### WHAT IS ASKED
Show each line of the listing below that contains the word "woman", copied unchanged.

═════ DATA LINES ═════

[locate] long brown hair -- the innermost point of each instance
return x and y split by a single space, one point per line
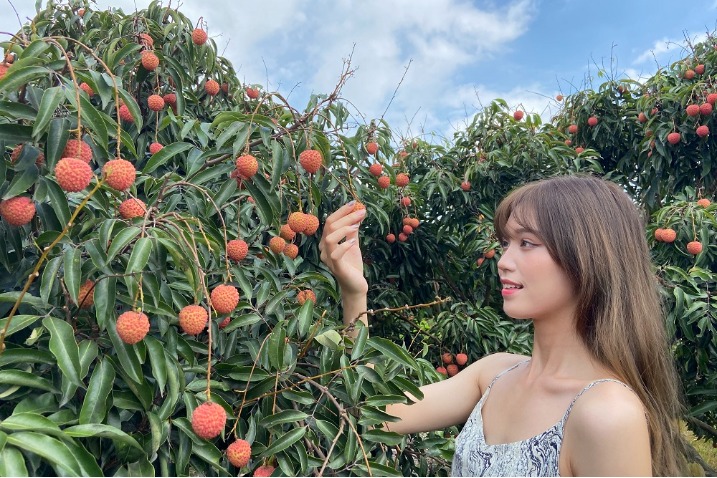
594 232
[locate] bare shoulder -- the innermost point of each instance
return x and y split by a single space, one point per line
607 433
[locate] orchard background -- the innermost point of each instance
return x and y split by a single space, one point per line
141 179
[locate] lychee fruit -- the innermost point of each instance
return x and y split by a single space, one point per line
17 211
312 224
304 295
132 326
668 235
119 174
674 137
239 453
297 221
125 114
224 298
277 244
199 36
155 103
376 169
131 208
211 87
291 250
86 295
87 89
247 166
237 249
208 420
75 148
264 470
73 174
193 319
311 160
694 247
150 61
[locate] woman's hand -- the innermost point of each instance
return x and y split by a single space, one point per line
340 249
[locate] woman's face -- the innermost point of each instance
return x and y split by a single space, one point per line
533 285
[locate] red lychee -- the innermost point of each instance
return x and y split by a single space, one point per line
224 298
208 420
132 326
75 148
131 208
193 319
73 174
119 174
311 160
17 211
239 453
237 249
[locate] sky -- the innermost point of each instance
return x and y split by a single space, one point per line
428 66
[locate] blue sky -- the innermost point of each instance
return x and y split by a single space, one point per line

═════
═════ DATA LINES ═════

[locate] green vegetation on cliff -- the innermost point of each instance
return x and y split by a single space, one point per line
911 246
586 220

═════
═════ DATA LINES ═════

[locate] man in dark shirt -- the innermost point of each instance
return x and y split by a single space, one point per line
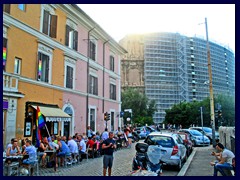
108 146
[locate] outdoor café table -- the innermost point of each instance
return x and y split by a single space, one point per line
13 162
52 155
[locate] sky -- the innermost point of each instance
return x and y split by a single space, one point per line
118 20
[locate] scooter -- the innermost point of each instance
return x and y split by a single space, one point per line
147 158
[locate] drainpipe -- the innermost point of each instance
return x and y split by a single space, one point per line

═════

### FINAL ANSWER
[locate] woman's hand -- the innermost point of each instance
[locate] woman's face -- the innermost point of each instance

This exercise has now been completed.